Texto de la página
54. La inmaculada concepción y el nacimiento del Hijo de Dios

Con las palabras «inmaculada concepción» no se está haciendo referencia solamente a lo corporal, sino, más que nada, como con tantas cosas en la Biblia, se está aludiendo a lo puramente espiritual. Sólo a aquel que vea y reconozca al mundo espiritual como algo que de verdad existe y que opera de forma viva le es posible hallar la llave del entendimiento de la Biblia, entendimiento que es lo único capaz de hacer que la Palabra cobre vida. Para todos los demás seguirá siendo un libro de siete sellos.

Una inmaculada concepción desde el punto de vista corporal es toda concepción que tiene lugar como resultado del amor puro y en sentida veneración por el Creador, y en la cual el instinto sexual no constituye la base fundamental, sino que se limita a desempeñar el papel de fuerza colaboradora.

En realidad, este suceso es tan raro que se justifica el resaltarlo de manera especial. La garantía de que los instintos sexuales fueran relegados a un segundo plano se logró con la Anunciación –la cual, por esa razón, es mencionada de forma especial–, ya que, de otro modo, hubiera faltado un eslabón en la cadena del acontecer natural y de la rigurosa colaboración con el mundo espiritual. Por medio de la guía espiritual, la virgen María, quien en todo caso ya estaba dotada de todos los dones necesarios para poder cumplir su elevado cometido, entró, en el momento señalado, en contacto con personas que habían ahondado profundamente en las revelaciones y las profecías sobre la venida del Mesías. Ésta fue la primera preparación en la Tierra que empujó a María al camino de la verdadera meta y que la familiarizó con todo aquello en lo que ella misma habría de jugar un papel tan importante, sin que ella estuviera consciente de ello en ese momento.

Filas de datos
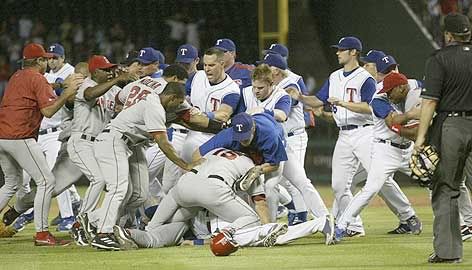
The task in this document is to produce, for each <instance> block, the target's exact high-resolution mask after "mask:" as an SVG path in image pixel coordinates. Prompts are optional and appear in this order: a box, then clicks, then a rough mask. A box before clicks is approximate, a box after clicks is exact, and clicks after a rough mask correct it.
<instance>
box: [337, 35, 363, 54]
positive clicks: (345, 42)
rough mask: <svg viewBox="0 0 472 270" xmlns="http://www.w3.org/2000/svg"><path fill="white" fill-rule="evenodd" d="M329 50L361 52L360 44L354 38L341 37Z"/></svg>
mask: <svg viewBox="0 0 472 270" xmlns="http://www.w3.org/2000/svg"><path fill="white" fill-rule="evenodd" d="M331 48H337V49H339V50H350V49H356V50H358V51H360V52H361V51H362V43H361V41H360V40H359V39H358V38H356V37H343V38H341V39H340V40H339V42H338V44H337V45H331Z"/></svg>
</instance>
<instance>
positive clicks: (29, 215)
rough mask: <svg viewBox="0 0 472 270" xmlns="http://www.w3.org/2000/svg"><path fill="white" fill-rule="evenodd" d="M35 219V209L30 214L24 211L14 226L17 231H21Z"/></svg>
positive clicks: (16, 230)
mask: <svg viewBox="0 0 472 270" xmlns="http://www.w3.org/2000/svg"><path fill="white" fill-rule="evenodd" d="M33 220H34V211H33V212H31V213H29V214H25V213H23V214H21V215H20V216H19V217H18V218H17V219H16V220H15V223H13V228H15V230H16V231H17V232H20V231H22V230H23V229H24V228H25V227H26V225H27V224H28V223H31V222H33Z"/></svg>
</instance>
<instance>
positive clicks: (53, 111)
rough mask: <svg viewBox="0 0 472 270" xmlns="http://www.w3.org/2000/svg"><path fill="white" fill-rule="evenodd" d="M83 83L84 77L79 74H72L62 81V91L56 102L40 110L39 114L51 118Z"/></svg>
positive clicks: (83, 76)
mask: <svg viewBox="0 0 472 270" xmlns="http://www.w3.org/2000/svg"><path fill="white" fill-rule="evenodd" d="M83 81H84V76H82V75H81V74H72V75H70V76H69V77H68V78H67V79H66V80H65V81H64V91H63V92H62V94H61V95H60V96H59V97H58V98H57V99H56V101H55V102H54V103H53V104H52V105H50V106H48V107H45V108H42V109H41V113H42V114H43V115H44V116H45V117H48V118H50V117H52V116H53V115H54V114H55V113H56V112H57V111H58V110H59V109H60V108H61V107H62V106H64V104H66V102H67V101H68V100H69V99H71V98H74V97H75V94H76V93H77V89H78V88H79V86H80V84H82V82H83Z"/></svg>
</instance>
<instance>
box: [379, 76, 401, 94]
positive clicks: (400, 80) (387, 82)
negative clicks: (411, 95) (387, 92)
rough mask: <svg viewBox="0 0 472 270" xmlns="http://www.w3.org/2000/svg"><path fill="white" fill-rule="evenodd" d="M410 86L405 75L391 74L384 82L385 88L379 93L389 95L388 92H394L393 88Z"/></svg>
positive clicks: (383, 82)
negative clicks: (404, 84)
mask: <svg viewBox="0 0 472 270" xmlns="http://www.w3.org/2000/svg"><path fill="white" fill-rule="evenodd" d="M404 84H408V79H407V78H406V76H405V75H403V74H401V73H396V72H391V73H390V74H388V75H387V76H386V77H385V78H384V80H383V88H382V90H380V91H379V94H380V93H387V92H388V91H390V90H392V89H393V88H395V87H397V86H400V85H404Z"/></svg>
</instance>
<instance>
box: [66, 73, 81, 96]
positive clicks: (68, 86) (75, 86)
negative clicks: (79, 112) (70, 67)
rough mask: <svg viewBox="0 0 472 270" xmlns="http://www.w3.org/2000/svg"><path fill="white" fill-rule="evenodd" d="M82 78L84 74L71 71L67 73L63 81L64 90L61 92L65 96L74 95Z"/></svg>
mask: <svg viewBox="0 0 472 270" xmlns="http://www.w3.org/2000/svg"><path fill="white" fill-rule="evenodd" d="M84 80H85V77H84V75H82V74H80V73H73V74H71V75H69V76H68V77H67V78H66V79H65V81H64V92H62V94H63V95H66V96H72V95H74V96H75V94H76V93H77V89H79V87H80V85H81V84H82V83H83V82H84Z"/></svg>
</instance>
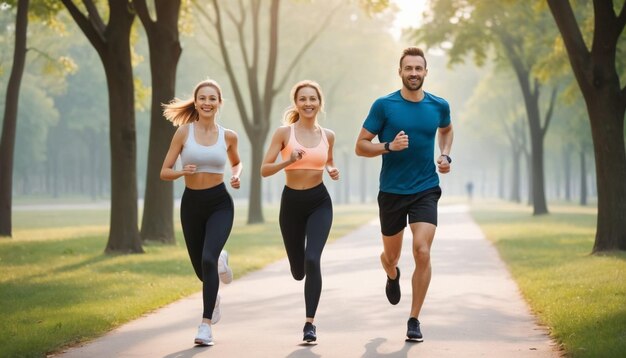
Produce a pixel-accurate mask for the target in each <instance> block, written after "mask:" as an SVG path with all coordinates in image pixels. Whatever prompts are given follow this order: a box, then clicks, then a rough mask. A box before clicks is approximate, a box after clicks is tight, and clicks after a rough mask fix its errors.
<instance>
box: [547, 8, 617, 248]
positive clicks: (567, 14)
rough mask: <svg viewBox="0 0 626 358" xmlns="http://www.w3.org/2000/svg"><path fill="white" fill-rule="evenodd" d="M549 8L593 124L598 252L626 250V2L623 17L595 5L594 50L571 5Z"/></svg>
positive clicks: (591, 120)
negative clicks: (623, 45) (625, 41)
mask: <svg viewBox="0 0 626 358" xmlns="http://www.w3.org/2000/svg"><path fill="white" fill-rule="evenodd" d="M548 6H549V7H550V12H551V13H552V15H553V17H554V20H555V22H556V24H557V26H558V28H559V31H560V32H561V35H562V37H563V43H564V44H565V48H566V50H567V54H568V57H569V60H570V64H571V65H572V70H573V72H574V75H575V77H576V81H577V82H578V85H579V87H580V89H581V92H582V93H583V97H584V98H585V102H586V104H587V113H588V114H589V120H590V122H591V135H592V138H593V146H594V155H595V162H596V181H597V191H598V220H597V227H596V238H595V243H594V246H593V250H592V252H593V253H597V252H602V251H611V250H626V220H625V215H626V149H625V148H624V112H625V111H626V88H620V79H619V75H618V71H617V66H616V65H617V61H616V59H617V57H616V55H617V53H618V51H617V42H618V41H619V40H620V38H621V35H622V33H623V30H624V25H625V23H626V18H625V17H624V16H623V15H624V13H625V11H626V4H622V5H621V6H622V9H621V10H620V11H618V14H619V16H618V15H616V13H615V9H614V8H613V3H612V2H611V1H600V0H594V1H593V9H594V17H593V18H594V29H593V44H592V46H591V52H590V51H589V50H588V48H587V45H586V44H585V42H584V39H583V37H582V33H581V31H580V28H579V27H578V23H577V22H576V17H575V16H574V12H573V11H572V7H571V5H570V3H569V2H564V1H556V0H548Z"/></svg>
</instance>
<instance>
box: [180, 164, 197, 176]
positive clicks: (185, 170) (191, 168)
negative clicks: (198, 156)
mask: <svg viewBox="0 0 626 358" xmlns="http://www.w3.org/2000/svg"><path fill="white" fill-rule="evenodd" d="M194 174H196V165H195V164H187V165H185V166H183V175H185V176H186V175H194Z"/></svg>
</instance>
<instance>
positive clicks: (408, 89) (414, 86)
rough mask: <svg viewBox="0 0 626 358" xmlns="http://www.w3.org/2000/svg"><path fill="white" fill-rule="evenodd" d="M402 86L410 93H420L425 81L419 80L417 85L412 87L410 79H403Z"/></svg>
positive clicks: (404, 78)
mask: <svg viewBox="0 0 626 358" xmlns="http://www.w3.org/2000/svg"><path fill="white" fill-rule="evenodd" d="M402 84H403V85H404V88H406V89H408V90H409V91H419V90H420V89H422V86H423V85H424V79H423V78H422V79H421V81H420V80H419V78H418V82H417V85H412V84H411V82H409V79H408V78H402Z"/></svg>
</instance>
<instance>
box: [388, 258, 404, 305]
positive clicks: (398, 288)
mask: <svg viewBox="0 0 626 358" xmlns="http://www.w3.org/2000/svg"><path fill="white" fill-rule="evenodd" d="M396 272H397V273H398V274H397V275H396V279H395V280H392V279H390V278H389V276H387V285H386V286H385V293H386V294H387V299H388V300H389V303H391V304H392V305H397V304H398V302H400V296H401V294H400V269H399V268H398V267H396Z"/></svg>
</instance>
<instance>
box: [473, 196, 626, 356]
mask: <svg viewBox="0 0 626 358" xmlns="http://www.w3.org/2000/svg"><path fill="white" fill-rule="evenodd" d="M550 212H551V214H550V215H544V216H538V217H533V216H532V212H531V209H530V208H529V207H527V206H521V205H514V204H507V203H503V202H489V203H484V202H483V203H476V204H474V205H473V207H472V215H473V216H474V218H475V219H476V220H477V222H478V223H479V225H480V227H481V228H482V230H483V232H484V233H485V235H486V236H487V237H488V238H489V239H490V240H491V241H492V242H494V243H495V245H496V247H497V248H498V250H499V252H500V255H501V257H502V258H503V260H504V261H505V262H506V263H507V265H508V267H509V269H510V270H511V273H512V275H513V277H514V278H515V280H516V281H517V283H518V285H519V287H520V289H521V291H522V293H523V295H524V296H525V298H526V300H527V301H528V302H529V304H530V306H531V308H532V310H533V311H534V312H535V313H536V314H537V316H538V317H539V319H540V320H541V322H542V323H543V324H545V325H546V326H548V327H549V329H550V333H551V335H552V336H553V337H554V338H555V339H556V340H557V341H558V342H559V343H560V344H561V346H562V348H563V350H564V351H565V353H566V355H567V356H570V357H623V356H624V352H626V253H624V252H615V253H610V254H605V255H591V254H590V253H591V250H592V247H593V243H594V239H595V229H596V210H595V208H582V207H577V206H573V205H550Z"/></svg>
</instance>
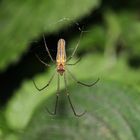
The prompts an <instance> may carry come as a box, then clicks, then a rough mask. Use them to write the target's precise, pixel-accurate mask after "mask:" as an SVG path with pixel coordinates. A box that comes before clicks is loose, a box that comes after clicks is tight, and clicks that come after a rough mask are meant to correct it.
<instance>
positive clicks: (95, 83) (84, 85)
mask: <svg viewBox="0 0 140 140" xmlns="http://www.w3.org/2000/svg"><path fill="white" fill-rule="evenodd" d="M67 71H68V72H69V74H70V75H71V77H72V79H73V80H74V81H76V82H77V83H78V84H81V85H83V86H87V87H91V86H93V85H95V84H96V83H97V82H98V81H99V78H98V79H97V80H96V81H95V82H93V83H91V84H86V83H83V82H81V81H78V80H77V79H76V78H75V76H74V75H73V74H72V73H71V72H70V71H69V70H68V69H67Z"/></svg>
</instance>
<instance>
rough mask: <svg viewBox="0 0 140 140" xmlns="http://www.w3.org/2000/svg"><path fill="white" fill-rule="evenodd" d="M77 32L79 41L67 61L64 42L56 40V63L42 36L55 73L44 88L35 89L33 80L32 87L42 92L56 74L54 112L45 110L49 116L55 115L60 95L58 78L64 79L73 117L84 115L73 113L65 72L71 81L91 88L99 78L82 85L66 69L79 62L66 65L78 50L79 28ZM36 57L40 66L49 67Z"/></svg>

Tarea asignada 1
Según el texto sobre la inmaculada concepción, ¿qué seguirá siendo la Biblia para quienes no reconocen el mundo espiritual como algo que de verdad existe?
Tarea asignada 2
Por favor, reescribe el pasaje del texto sobre la inmaculada concepción desde "Con las palabras" hasta "de fuerza colaboradora." inclusive, reemplazando "Biblia" por "Escritura".

Respuesta 1
Un libro de siete sellos.

Respuesta 2
Con las palabras «inmaculada concepción» no se está haciendo referencia solamente a lo corporal, sino, más que nada, como con tantas cosas en la Escritura, se está aludiendo a lo puramente espiritual. Sólo a aquel que vea y reconozca al mundo espiritual como algo que de verdad existe y que opera de forma viva le es posible hallar la llave del entendimiento de la Escritura, entendimiento que es lo único capaz de hacer que la Palabra cobre vida. Para todos los demás seguirá siendo un libro de siete sellos.

Una inmaculada concepción desde el punto de vista corporal es toda concepción que tiene lugar como resultado del amor puro y en sentida veneración por el Creador, y en la cual el instinto sexual no constituye la base fundamental, sino que se limita a desempeñar el papel de fuerza colaboradora.